> _GOAL_: Reproduce the entire mailing-list reply about Spark's two logistic regression classes word for word.

Re: What is the difference between ml.classification.LogisticRegression and mllib.classification.LogisticRegressionWithLBFGS

2015-10-12 Thread YiZhi Liu
Hi Joseph,

Thank you for clarifying the motivation that you setup a different API
for ml pipelines, it sounds great. But I still think we could extract
some common parts of the training & inference procedures for ml and
mllib. In ml.classification.LogisticRegression, you simply transform
the DataFrame into RDD and follow the same procedures in
mllib.optimization.{LBFGS,OWLQN}, right?

My suggestion is, if I may, ml package should focus on the public API,
and leave the underlying implementations, e.g. numerical optimization,
to mllib package.

Please let me know if my understanding has any problem. Thank you!

2015-10-08 1:15 GMT+08:00 Joseph Bradley <jos...@databricks.com>:
> Hi YiZhi Liu,
>
> The spark.ml classes are part of the higher-level "Pipelines" API, which
> works with DataFrames.  When creating this API, we decided to separate it
> from the old API to avoid confusion.  You can read more about it here:
> http://spark.apache.org/docs/latest/ml-guide.html
>
> For (3): We use Breeze, but we have to modify it in order to do distributed
> optimization based on Spark.

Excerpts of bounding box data
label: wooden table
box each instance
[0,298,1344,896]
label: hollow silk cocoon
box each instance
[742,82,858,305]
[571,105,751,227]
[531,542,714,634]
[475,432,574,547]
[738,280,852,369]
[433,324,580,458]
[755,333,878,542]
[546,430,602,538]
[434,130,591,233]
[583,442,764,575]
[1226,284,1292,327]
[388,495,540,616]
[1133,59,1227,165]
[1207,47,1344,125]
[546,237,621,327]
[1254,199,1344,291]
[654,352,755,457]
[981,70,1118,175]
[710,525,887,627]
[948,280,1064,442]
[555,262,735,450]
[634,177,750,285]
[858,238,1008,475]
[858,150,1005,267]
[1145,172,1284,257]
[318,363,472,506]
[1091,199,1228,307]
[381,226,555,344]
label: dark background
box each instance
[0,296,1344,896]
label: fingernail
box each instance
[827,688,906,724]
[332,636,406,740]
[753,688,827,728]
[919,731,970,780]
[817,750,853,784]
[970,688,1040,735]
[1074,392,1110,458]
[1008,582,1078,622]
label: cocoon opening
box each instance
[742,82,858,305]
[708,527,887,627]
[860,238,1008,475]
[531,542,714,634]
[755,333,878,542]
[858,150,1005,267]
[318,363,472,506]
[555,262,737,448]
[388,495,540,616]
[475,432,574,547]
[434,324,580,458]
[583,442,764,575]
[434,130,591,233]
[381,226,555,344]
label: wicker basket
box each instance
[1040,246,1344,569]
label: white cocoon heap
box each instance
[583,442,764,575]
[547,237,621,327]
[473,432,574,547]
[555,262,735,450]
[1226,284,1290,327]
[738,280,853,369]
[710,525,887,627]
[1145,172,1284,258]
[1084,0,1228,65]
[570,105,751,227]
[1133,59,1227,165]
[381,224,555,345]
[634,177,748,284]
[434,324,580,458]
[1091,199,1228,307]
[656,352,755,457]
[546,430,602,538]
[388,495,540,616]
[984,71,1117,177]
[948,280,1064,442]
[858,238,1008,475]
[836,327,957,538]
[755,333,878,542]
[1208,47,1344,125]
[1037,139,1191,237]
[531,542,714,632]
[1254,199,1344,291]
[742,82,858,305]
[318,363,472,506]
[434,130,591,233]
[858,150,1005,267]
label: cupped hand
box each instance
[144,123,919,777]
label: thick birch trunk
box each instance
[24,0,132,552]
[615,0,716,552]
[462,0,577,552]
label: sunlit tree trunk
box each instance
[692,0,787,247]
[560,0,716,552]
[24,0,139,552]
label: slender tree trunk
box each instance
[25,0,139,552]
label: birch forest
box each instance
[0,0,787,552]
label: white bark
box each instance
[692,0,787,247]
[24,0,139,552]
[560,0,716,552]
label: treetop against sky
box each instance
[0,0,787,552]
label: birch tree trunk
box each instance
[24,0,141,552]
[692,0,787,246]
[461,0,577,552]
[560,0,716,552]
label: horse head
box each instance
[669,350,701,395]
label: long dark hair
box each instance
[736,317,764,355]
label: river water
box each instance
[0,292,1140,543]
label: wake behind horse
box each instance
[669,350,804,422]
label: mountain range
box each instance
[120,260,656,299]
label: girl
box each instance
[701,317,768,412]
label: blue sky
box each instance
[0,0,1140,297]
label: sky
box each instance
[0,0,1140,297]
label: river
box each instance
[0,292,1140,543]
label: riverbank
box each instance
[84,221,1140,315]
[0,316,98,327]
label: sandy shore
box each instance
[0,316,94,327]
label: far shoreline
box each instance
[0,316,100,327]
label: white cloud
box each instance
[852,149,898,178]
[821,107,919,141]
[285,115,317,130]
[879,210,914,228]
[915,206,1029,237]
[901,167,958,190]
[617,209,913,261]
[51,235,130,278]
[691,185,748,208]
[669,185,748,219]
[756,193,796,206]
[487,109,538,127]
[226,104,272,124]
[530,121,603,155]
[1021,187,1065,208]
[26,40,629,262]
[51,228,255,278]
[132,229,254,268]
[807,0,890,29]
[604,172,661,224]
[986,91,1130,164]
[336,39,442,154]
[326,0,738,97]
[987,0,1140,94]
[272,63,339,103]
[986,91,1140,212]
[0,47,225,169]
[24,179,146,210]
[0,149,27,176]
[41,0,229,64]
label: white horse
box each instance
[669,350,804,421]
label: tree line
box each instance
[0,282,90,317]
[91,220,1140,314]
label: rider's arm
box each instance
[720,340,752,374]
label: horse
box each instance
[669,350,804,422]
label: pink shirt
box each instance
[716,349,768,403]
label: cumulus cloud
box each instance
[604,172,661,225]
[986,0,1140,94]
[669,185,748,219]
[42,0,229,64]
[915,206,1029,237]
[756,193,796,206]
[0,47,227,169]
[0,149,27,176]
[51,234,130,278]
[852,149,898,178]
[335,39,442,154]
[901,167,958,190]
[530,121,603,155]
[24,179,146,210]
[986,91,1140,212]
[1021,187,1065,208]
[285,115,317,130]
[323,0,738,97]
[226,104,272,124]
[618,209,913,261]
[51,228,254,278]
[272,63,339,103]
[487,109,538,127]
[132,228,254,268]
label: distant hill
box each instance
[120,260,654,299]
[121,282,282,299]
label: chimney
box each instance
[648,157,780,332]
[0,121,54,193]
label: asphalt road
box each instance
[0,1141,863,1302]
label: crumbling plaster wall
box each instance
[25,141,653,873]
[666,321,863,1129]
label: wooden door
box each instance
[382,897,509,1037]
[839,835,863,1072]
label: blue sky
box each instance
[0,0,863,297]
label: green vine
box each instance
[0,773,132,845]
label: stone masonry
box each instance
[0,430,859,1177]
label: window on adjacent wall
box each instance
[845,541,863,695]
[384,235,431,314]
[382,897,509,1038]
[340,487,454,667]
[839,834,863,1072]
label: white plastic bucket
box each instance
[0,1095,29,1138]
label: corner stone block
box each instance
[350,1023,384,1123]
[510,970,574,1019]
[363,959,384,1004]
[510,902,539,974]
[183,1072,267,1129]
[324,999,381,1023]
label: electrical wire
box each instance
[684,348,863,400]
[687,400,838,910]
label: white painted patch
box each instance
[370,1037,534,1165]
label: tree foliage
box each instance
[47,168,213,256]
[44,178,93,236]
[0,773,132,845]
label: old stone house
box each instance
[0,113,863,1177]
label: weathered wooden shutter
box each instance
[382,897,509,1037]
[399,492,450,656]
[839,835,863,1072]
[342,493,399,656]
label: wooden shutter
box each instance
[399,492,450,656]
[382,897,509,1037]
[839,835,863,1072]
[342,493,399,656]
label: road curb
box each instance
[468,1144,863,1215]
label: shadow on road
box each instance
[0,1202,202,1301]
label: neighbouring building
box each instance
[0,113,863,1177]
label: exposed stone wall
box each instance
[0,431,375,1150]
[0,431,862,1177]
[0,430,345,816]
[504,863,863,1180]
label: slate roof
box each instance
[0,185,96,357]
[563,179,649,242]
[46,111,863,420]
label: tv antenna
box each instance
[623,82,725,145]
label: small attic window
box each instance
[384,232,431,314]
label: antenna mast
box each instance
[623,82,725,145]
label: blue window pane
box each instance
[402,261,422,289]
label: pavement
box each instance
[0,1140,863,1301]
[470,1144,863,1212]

> _ANSWER TO THE EXERCISE_:
Re: What is the difference between ml.classification.LogisticRegression and mllib.classification.LogisticRegressionWithLBFGS

2015-10-12 Thread YiZhi Liu
Hi Joseph,

Thank you for clarifying the motivation that you setup a different API
for ml pipelines, it sounds great. But I still think we could extract
some common parts of the training & inference procedures for ml and
mllib. In ml.classification.LogisticRegression, you simply transform
the DataFrame into RDD and follow the same procedures in
mllib.optimization.{LBFGS,OWLQN}, right?

My suggestion is, if I may, ml package should focus on the public API,
and leave the underlying implementations, e.g. numerical optimization,
to mllib package.

Please let me know if my understanding has any problem. Thank you!

2015-10-08 1:15 GMT+08:00 Joseph Bradley <jos...@databricks.com>:
> Hi YiZhi Liu,
>
> The spark.ml classes are part of the higher-level "Pipelines" API, which
> works with DataFrames.  When creating this API, we decided to separate it
> from the old API to avoid confusion.  You can read more about it here:
> http://spark.apache.org/docs/latest/ml-guide.html
>
> For (3): We use Breeze, but we have to modify it in order to do distributed
> optimization based on Spark.